-- EXTRACT --
----------

Health experts have said that maternal healthcare in the country – long plagued by the rampant use of unregulated medicines, heavy dependence on untrained childbirth attendants and poor antenatal and postnatal care in the backward areas of these provinces – has worsened after the floods.

Unregulated use of medicines

Neha Mankani, founder of Karachi-based non-profit Mama Baby Fund which provides essential medical services to mothers and babies, last month claimed on Twitter that untrained birth attendants in Pakistan used the veterinary drug oxytocin to augment labour during childbirth.

Mankani told This Week in Asia that this had “happened in many places for many years” because of “lack of regulation” of both drugs and untrained childbirth attendants.

This lack of strict regulation has led to “irrational and unregulated” use of medicines, and “sometimes, veterinary medicines are used in humans, and vice versa”, according Zafar Mirza, a former special assistant to the prime minister on health.

The non-profit Human Development Foundation said many pregnant women in Sindh province turned to untrained childbirth attendants because local facilities were non-operational and government hospitals were either too far away or inaccessible without prior connections with doctors. Photo: Mazhar Abbasi

Lahore General Hospital’s medical officer Alia Haider said pregnant women in remote areas of Balochistan were largely dependent on untrained birth attendants, who could use veterinary oxytocin without any due supervision.

----------

-- INFORMATION --
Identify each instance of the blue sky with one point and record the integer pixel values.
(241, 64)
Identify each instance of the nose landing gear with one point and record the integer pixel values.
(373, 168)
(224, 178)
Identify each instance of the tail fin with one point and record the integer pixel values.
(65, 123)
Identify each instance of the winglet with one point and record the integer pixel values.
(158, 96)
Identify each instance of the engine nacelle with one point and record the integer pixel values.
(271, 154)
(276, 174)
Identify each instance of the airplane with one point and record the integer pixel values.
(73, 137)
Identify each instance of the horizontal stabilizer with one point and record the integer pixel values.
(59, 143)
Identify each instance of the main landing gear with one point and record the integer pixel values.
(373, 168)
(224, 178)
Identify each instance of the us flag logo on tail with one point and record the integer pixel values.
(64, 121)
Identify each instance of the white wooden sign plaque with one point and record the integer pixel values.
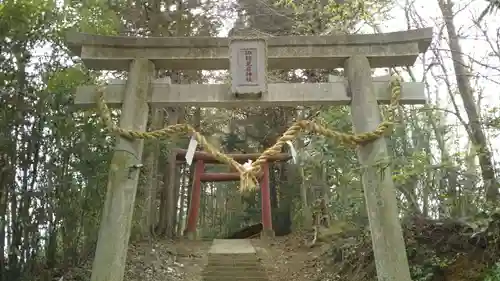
(247, 65)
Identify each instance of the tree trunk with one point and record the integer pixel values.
(149, 209)
(476, 133)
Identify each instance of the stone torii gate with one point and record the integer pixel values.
(248, 60)
(203, 158)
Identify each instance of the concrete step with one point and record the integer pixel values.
(234, 278)
(233, 268)
(230, 264)
(233, 257)
(235, 271)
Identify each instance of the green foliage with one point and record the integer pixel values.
(494, 273)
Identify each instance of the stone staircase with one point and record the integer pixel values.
(233, 260)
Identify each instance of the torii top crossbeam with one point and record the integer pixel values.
(284, 52)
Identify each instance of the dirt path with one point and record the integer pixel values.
(286, 259)
(167, 260)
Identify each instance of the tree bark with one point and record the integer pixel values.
(387, 236)
(474, 129)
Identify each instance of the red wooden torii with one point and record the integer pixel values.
(201, 158)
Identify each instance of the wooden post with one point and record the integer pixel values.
(194, 207)
(267, 225)
(387, 237)
(114, 231)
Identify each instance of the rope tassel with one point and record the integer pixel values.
(248, 177)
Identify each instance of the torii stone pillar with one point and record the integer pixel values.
(114, 231)
(380, 194)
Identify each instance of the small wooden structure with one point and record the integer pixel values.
(202, 158)
(357, 54)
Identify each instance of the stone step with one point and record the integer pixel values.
(233, 262)
(234, 278)
(233, 257)
(225, 267)
(235, 272)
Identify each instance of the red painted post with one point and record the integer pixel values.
(194, 207)
(267, 226)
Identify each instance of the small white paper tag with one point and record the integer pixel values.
(193, 143)
(293, 151)
(248, 165)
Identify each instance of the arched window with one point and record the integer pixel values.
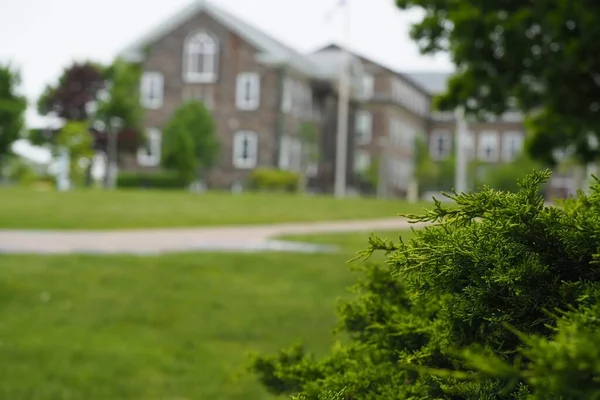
(200, 58)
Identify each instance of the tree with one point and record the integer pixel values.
(539, 57)
(498, 299)
(190, 145)
(12, 110)
(76, 138)
(77, 87)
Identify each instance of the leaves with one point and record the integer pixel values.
(12, 109)
(190, 143)
(539, 56)
(461, 312)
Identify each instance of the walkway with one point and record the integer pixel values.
(231, 238)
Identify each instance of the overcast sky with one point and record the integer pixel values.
(41, 37)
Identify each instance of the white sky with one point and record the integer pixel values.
(41, 37)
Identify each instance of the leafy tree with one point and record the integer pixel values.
(309, 137)
(78, 86)
(190, 145)
(539, 57)
(497, 299)
(12, 110)
(75, 137)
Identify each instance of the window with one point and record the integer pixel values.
(245, 149)
(204, 94)
(152, 90)
(149, 155)
(488, 148)
(367, 87)
(248, 91)
(364, 127)
(362, 161)
(512, 145)
(287, 96)
(440, 145)
(200, 58)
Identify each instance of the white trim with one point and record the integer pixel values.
(367, 87)
(362, 161)
(152, 87)
(287, 96)
(512, 145)
(245, 149)
(150, 156)
(488, 140)
(364, 127)
(200, 46)
(247, 92)
(440, 144)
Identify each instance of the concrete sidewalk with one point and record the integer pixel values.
(155, 241)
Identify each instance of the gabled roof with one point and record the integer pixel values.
(433, 82)
(406, 77)
(273, 50)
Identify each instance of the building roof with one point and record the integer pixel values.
(433, 82)
(273, 50)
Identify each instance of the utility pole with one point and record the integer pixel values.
(341, 158)
(460, 178)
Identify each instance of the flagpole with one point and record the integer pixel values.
(460, 179)
(341, 158)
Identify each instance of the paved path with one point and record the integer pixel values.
(231, 238)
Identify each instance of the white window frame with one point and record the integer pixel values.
(287, 96)
(285, 150)
(200, 44)
(362, 161)
(149, 156)
(494, 138)
(247, 92)
(248, 139)
(364, 119)
(367, 86)
(436, 153)
(508, 138)
(152, 90)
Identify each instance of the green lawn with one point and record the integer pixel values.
(95, 209)
(161, 327)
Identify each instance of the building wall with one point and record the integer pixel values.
(235, 56)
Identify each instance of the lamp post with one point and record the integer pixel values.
(341, 156)
(113, 127)
(460, 179)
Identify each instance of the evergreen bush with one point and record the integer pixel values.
(496, 299)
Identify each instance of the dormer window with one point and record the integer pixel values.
(200, 58)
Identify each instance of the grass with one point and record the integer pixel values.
(22, 208)
(161, 327)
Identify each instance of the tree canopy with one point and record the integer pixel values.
(190, 145)
(539, 57)
(12, 109)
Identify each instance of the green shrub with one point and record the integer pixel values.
(497, 300)
(150, 180)
(21, 172)
(270, 179)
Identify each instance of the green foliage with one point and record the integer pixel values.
(506, 176)
(190, 144)
(18, 170)
(12, 110)
(123, 100)
(271, 179)
(150, 180)
(528, 55)
(465, 310)
(75, 137)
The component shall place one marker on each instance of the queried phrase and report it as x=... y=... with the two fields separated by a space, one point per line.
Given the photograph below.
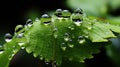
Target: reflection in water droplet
x=45 y=19
x=66 y=36
x=29 y=22
x=18 y=28
x=78 y=10
x=71 y=27
x=70 y=43
x=81 y=39
x=63 y=46
x=8 y=37
x=58 y=13
x=66 y=14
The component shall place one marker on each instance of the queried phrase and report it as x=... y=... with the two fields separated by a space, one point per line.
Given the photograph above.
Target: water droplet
x=1 y=49
x=78 y=10
x=81 y=39
x=77 y=19
x=70 y=43
x=66 y=36
x=58 y=13
x=8 y=37
x=29 y=22
x=18 y=28
x=37 y=20
x=63 y=46
x=45 y=19
x=66 y=14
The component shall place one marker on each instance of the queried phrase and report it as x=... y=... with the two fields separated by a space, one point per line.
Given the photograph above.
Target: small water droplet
x=78 y=10
x=58 y=13
x=1 y=49
x=47 y=62
x=37 y=19
x=77 y=19
x=45 y=19
x=20 y=43
x=81 y=39
x=66 y=14
x=89 y=28
x=8 y=37
x=18 y=28
x=29 y=22
x=63 y=46
x=20 y=35
x=41 y=58
x=66 y=36
x=70 y=43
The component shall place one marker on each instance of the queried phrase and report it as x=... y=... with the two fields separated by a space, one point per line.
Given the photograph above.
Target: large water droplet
x=58 y=13
x=66 y=14
x=47 y=62
x=63 y=46
x=81 y=39
x=70 y=43
x=8 y=37
x=45 y=19
x=18 y=28
x=66 y=37
x=78 y=10
x=29 y=22
x=71 y=27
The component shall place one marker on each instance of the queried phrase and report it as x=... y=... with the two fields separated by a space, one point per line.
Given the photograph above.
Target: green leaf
x=10 y=49
x=92 y=7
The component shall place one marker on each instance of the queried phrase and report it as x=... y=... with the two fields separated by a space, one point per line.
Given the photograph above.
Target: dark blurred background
x=14 y=12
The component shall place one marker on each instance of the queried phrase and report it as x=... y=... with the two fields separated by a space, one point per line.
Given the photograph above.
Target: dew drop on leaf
x=66 y=36
x=8 y=37
x=29 y=22
x=70 y=43
x=63 y=46
x=78 y=10
x=18 y=28
x=1 y=49
x=66 y=14
x=81 y=40
x=58 y=13
x=45 y=19
x=20 y=36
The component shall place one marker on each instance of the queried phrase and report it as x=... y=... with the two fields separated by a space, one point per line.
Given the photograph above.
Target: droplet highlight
x=70 y=43
x=8 y=37
x=58 y=13
x=66 y=14
x=29 y=22
x=45 y=19
x=66 y=37
x=63 y=46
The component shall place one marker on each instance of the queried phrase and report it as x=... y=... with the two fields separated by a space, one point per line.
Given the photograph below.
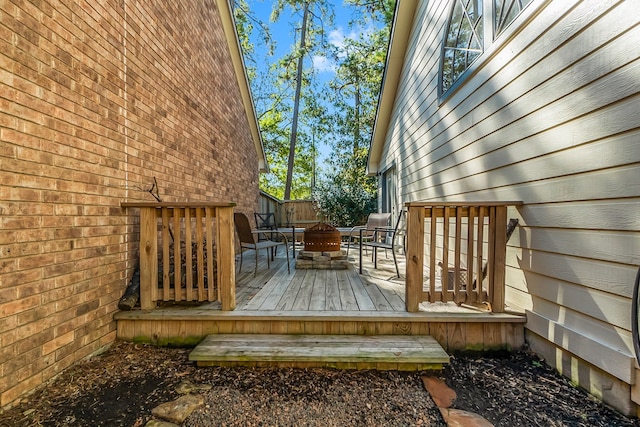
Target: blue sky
x=284 y=33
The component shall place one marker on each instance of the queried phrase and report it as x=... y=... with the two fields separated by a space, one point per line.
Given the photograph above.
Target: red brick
x=66 y=152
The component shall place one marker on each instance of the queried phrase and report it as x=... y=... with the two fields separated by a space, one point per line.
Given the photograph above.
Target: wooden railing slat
x=188 y=253
x=186 y=221
x=415 y=258
x=226 y=258
x=177 y=256
x=484 y=259
x=166 y=258
x=209 y=213
x=200 y=254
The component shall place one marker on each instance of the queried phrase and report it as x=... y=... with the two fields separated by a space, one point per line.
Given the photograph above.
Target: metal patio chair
x=248 y=240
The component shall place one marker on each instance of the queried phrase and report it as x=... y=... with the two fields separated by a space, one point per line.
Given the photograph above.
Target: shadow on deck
x=323 y=302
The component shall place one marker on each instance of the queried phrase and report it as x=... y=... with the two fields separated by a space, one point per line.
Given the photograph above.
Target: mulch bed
x=120 y=387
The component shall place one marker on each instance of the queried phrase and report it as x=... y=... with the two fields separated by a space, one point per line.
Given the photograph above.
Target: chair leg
x=375 y=257
x=395 y=261
x=255 y=269
x=287 y=253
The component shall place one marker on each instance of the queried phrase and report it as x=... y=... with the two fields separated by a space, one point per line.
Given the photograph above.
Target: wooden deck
x=322 y=302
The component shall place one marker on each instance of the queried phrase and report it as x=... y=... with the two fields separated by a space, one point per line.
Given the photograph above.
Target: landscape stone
x=178 y=410
x=442 y=395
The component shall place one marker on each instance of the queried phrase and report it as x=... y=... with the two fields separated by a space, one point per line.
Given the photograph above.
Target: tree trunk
x=296 y=106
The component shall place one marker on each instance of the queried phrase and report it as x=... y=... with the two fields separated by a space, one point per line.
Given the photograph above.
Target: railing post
x=499 y=261
x=148 y=258
x=415 y=257
x=226 y=258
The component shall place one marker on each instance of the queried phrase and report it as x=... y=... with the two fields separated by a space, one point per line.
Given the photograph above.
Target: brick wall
x=97 y=99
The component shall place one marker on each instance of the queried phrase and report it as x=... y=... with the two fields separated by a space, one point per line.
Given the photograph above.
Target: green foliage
x=340 y=115
x=344 y=202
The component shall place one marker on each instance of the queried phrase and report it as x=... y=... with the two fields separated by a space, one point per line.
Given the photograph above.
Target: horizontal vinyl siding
x=547 y=115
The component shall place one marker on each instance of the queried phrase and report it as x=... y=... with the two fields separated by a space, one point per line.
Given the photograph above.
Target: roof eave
x=231 y=34
x=396 y=52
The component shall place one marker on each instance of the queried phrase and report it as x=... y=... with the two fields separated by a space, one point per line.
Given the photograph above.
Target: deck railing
x=463 y=254
x=186 y=253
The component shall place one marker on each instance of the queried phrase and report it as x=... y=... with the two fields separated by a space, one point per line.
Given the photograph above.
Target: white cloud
x=322 y=64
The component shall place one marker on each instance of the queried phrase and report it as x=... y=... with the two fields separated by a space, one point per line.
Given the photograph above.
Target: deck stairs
x=381 y=352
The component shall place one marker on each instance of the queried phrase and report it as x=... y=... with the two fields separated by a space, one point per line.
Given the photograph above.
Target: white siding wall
x=549 y=115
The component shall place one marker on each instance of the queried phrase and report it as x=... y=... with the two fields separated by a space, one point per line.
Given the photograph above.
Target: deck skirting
x=453 y=331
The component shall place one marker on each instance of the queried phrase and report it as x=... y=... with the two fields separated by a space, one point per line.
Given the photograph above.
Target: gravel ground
x=122 y=386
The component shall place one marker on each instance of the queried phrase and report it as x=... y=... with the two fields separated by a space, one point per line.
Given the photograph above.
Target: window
x=466 y=35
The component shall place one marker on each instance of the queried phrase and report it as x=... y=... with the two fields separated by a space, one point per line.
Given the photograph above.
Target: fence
x=186 y=253
x=464 y=256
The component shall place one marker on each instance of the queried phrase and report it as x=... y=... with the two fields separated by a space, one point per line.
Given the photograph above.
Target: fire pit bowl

----------

-- EXERCISE OBJECTIVE --
List every person whose statements are reported in the text on maternal healthcare. The records have no connection to the text on maternal healthcare.

-- EXERCISE RESPONSE --
Neha Mankani, Zafar Mirza, Alia Haider